▶ [SOURCE DOCUMENT]:
● ● ●

Home Decor for the Holidays

Maple Grove's 'Best Interior Designer' shares his local product picks to decorate for the season.
David Bakken, co-owner of A Place Called Home adds the finishing touch on his table setting by styling some Boca Bon Bon truffle boxes.

Gifts, feasts, family: All are words that spark up excitement for the holiday season.

Rearranging, stress, mess: these are the words that prove to be daunting, yet oft-times necessary, components of throwing a successful holiday gathering. However, the words that pop into David Bakken’s head when it comes to interior decorating for the holiday season are the ones everyone wants to hear: quick, easy and effective.

Bakken, co-owner of A Place Called Home has the credentials to put hopeful home decorators at ease. His furnishings shop won the gold medal for “Best Interior Designer” in our “Best of the Best” reader survey in June. Bakken himself has countless clients that hire him each year to decorate their house for the holidays, not counting the slew of customers that come into his shop daily to purchase furnishing items and get design advice.

This month, Bakken offered to share (some of) his secrets on how to get a house prepped for the holiday season—minus the headache. In addition, we’ve tracked down some feature items and accessories (all from local shops) to highlight along the way.

 

Dining Room Dazzle

There’s nothing more important during the holidays than bringing family and friends together to share a meal. Assuming the main component—dinner table—is already present, Bakken says three other items are crucial to bringing the dining room together: dinnerware, a centerpiece and takeaway.

When it comes to dinnerware, there’s no law that says you have to break out the same old china to match each holiday feast. If you want to journey from the norm, Anthropologie has just the equipment to wake your dinner table up from years of hibernating through tradition. (Warning: This isn’t your grandmother’s dinnerware.) The store specializes in mixing and matching different patterns, colors and shapes to make for a creative and fun, yet attractive, setting.

For a look that’s conducive to all holidays, Anthropologie store manager Brittany Roe recommends you start with a Red Curlicue Etched Stoneware Collection dinner plate, which ranges from $12 to $14. To spice it up a bit, add the Gold Detailed Dessert Plate collection (available in various colors) for $14. A white coffee plate from the Fleur de Lys Dinnerware collection, which ranges from $10 to $16, adds a nice ivory tone to mix with the red dinner plate. Add a white Monogrammed Mug, available in all letters, for just $6. For drinks, use a $12 Horta water glasses with ornately etched flowers, and there’s no better way to toast the holidays than through an $18 amber colored Backyard Champaign Flute.

● ● ●

▶ [AVAILABLE DATA]:
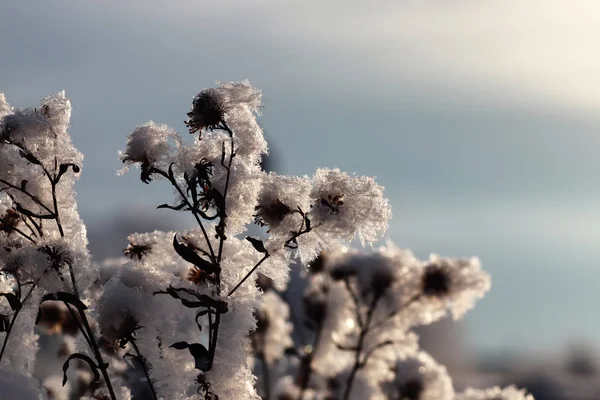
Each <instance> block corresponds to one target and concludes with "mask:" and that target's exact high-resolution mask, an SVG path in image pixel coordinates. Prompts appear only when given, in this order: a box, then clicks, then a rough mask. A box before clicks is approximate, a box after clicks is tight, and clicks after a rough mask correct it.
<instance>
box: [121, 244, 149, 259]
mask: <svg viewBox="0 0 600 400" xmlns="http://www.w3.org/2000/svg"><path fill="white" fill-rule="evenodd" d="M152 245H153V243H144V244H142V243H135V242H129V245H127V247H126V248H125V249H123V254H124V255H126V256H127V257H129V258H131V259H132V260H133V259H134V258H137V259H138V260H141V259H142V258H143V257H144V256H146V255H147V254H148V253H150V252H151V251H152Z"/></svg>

● ● ●

▶ [JOB ITEM]:
Using the holiday decor article, explain why David Bakken is credited with the credentials to put hopeful home decorators at ease. Respond in one to three sentences.

▶ [RESULT OF THIS EXERCISE]:
His furnishings shop, A Place Called Home, won the gold medal for "Best Interior Designer" in the "Best of the Best" reader survey in June. In addition, countless clients hire him each year to decorate their houses for the holidays. This is apart from the many customers who come into his shop daily to buy furnishing items and get design advice.